-------- ENTRIES PROVIDED --------

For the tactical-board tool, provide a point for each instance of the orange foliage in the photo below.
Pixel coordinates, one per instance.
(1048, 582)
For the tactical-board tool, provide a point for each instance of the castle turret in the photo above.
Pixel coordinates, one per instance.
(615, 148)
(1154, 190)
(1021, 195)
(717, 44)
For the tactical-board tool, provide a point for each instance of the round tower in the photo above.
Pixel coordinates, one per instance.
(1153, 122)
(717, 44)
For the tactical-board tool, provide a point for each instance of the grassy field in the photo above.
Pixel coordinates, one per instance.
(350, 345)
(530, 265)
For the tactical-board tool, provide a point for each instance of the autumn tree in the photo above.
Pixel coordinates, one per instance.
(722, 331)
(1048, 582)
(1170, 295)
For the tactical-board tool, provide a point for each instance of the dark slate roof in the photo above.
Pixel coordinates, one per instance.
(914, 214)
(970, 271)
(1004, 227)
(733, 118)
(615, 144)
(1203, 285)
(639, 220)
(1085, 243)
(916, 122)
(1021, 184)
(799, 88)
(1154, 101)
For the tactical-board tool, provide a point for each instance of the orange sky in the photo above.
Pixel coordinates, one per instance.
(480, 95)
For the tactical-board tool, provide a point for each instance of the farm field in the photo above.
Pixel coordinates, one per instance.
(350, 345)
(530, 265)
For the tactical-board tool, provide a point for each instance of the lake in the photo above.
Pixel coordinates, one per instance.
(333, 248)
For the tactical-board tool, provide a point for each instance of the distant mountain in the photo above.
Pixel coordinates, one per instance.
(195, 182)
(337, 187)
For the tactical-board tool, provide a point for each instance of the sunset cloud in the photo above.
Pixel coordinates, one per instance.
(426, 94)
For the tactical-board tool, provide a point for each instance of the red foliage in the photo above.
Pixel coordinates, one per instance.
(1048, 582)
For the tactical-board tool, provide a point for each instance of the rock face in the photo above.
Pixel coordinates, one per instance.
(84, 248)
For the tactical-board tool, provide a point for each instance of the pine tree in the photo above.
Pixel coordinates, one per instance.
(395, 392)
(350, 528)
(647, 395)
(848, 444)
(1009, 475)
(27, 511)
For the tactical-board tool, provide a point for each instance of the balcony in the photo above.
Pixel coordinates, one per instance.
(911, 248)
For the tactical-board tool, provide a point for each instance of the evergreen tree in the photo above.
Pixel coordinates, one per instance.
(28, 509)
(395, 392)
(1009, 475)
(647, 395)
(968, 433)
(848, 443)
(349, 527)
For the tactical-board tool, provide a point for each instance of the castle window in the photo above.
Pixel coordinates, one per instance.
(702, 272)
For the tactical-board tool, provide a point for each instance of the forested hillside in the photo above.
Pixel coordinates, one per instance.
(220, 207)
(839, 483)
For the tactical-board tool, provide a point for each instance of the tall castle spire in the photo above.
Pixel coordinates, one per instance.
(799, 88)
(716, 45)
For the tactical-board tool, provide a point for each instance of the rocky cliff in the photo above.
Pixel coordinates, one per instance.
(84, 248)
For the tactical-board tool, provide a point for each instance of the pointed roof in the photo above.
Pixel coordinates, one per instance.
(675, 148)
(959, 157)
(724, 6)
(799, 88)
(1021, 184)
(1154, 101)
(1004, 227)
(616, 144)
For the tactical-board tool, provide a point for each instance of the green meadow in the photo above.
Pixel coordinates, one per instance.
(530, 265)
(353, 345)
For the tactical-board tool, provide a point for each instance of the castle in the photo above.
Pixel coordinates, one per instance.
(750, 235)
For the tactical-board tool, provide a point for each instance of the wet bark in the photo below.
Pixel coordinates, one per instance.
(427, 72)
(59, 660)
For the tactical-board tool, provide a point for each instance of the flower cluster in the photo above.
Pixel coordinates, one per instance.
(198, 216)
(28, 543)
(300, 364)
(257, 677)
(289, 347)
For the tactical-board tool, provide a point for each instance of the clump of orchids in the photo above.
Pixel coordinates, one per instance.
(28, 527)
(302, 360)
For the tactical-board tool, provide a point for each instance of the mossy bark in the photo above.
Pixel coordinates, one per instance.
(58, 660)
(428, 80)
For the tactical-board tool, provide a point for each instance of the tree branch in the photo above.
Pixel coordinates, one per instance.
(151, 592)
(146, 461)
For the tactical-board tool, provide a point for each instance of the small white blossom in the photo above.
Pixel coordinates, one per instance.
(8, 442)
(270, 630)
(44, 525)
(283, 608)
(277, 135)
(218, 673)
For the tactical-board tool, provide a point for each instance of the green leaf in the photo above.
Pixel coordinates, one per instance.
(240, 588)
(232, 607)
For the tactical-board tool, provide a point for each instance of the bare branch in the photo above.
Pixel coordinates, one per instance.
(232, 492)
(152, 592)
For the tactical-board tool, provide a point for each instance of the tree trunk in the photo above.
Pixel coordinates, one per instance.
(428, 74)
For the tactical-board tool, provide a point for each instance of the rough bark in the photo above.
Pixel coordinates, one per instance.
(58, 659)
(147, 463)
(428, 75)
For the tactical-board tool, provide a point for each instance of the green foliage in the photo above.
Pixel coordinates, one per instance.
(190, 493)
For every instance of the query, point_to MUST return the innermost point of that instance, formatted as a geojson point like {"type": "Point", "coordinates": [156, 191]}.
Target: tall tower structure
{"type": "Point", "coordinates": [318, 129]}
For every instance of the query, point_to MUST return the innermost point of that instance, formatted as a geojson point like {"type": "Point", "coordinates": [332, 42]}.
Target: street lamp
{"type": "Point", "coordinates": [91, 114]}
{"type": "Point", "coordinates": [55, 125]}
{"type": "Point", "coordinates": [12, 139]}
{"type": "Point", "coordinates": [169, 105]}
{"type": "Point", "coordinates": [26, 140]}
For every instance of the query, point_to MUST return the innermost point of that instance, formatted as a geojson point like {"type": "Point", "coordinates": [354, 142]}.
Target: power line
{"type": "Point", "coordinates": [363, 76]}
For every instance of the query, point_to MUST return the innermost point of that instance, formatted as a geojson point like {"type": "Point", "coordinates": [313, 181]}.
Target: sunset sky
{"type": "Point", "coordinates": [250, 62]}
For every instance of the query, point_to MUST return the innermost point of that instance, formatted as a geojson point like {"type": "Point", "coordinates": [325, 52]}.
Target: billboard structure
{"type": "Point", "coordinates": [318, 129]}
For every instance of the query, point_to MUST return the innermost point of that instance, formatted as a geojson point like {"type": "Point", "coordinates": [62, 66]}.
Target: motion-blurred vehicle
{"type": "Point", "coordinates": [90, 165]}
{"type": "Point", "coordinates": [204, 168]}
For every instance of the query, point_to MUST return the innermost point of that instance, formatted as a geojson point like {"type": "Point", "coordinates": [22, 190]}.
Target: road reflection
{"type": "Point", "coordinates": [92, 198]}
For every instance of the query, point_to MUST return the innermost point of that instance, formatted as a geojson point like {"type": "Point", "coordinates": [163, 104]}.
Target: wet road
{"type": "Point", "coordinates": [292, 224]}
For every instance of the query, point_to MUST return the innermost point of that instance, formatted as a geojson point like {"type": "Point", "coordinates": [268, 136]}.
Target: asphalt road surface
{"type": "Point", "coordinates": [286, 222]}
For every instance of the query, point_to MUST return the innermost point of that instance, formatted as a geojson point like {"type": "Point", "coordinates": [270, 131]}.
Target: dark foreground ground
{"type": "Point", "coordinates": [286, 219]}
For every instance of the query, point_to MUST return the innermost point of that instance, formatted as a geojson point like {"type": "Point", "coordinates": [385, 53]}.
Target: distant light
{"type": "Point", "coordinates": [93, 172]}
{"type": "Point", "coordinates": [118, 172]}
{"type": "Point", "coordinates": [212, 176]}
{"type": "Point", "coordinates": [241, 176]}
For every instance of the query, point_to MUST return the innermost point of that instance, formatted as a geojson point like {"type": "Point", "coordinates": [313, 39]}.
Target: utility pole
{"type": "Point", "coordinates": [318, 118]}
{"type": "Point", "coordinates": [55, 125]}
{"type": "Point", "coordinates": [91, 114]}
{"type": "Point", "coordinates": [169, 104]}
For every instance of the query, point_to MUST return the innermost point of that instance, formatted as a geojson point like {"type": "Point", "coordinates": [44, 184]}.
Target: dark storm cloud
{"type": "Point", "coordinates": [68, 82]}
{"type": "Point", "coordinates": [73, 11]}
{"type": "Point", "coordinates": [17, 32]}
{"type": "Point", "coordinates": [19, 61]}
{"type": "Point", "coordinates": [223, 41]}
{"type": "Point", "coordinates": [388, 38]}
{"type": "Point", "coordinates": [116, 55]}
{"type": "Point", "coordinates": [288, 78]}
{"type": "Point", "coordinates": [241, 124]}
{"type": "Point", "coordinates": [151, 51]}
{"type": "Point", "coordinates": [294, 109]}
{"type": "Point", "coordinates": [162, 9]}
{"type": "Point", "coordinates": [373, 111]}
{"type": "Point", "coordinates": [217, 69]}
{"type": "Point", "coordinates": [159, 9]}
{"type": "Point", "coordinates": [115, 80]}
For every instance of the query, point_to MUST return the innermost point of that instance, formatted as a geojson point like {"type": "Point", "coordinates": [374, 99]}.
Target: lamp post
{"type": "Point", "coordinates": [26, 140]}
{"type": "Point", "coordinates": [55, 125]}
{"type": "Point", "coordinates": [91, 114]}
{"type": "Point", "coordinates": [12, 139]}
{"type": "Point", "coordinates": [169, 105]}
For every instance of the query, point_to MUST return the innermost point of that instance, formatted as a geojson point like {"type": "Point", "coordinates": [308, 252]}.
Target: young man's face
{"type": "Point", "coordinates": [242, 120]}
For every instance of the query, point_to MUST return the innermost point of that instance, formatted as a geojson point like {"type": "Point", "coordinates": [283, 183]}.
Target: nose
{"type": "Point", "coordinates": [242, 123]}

--------

▶ _WHAT THIS TASK INVOLVES_:
Say how many lines in the entries above contain the string "branch". Give the number by itself.

▶ _TASK RESULT_:
2